▶ [WHAT IS EXPECTED]
Read through the records. Copy each line that has the word "floor".
·····
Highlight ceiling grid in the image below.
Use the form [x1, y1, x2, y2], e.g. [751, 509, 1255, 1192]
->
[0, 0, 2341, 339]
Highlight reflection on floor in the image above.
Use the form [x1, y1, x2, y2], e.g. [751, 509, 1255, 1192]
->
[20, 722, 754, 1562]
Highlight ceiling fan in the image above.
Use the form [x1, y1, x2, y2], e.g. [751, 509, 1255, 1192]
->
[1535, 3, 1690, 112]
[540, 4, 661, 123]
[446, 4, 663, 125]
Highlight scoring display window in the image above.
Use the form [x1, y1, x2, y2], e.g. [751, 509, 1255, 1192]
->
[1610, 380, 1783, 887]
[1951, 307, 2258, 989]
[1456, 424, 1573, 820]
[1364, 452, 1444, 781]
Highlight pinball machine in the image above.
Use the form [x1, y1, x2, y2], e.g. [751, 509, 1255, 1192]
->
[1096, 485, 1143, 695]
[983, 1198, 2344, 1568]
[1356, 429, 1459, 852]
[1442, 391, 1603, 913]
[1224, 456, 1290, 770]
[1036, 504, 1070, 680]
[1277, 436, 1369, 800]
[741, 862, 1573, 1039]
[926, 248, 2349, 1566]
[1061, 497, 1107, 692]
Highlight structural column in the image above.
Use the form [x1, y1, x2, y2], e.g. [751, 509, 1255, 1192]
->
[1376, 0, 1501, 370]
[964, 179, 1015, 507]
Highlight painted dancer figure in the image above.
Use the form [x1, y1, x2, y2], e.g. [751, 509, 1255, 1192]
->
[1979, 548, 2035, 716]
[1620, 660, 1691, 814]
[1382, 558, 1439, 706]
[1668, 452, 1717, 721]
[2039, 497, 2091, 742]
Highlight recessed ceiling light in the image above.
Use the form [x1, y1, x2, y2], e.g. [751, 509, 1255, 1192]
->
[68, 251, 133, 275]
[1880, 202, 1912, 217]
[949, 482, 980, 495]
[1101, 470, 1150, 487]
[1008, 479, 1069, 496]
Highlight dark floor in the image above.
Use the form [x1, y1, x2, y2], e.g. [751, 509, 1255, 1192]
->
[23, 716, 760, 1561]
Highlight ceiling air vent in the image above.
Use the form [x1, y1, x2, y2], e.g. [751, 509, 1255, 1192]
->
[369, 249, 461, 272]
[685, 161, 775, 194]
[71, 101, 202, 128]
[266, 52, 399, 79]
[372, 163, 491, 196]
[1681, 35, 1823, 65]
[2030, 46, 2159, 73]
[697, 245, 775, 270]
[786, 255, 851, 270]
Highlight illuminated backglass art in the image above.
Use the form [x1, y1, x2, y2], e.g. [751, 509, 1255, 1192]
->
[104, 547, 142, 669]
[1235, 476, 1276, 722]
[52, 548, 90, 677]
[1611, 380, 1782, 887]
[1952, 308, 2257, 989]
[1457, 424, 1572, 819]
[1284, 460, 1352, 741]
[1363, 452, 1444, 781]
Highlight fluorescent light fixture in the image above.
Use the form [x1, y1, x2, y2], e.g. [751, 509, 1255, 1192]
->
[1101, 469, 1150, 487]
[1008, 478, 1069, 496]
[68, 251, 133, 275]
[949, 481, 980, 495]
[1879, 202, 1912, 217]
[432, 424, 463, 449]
·····
▶ [SOLUTION FOR THIS PROBLEM]
Highlight reflection on floor in the image above.
Highlight dark floor in the image above.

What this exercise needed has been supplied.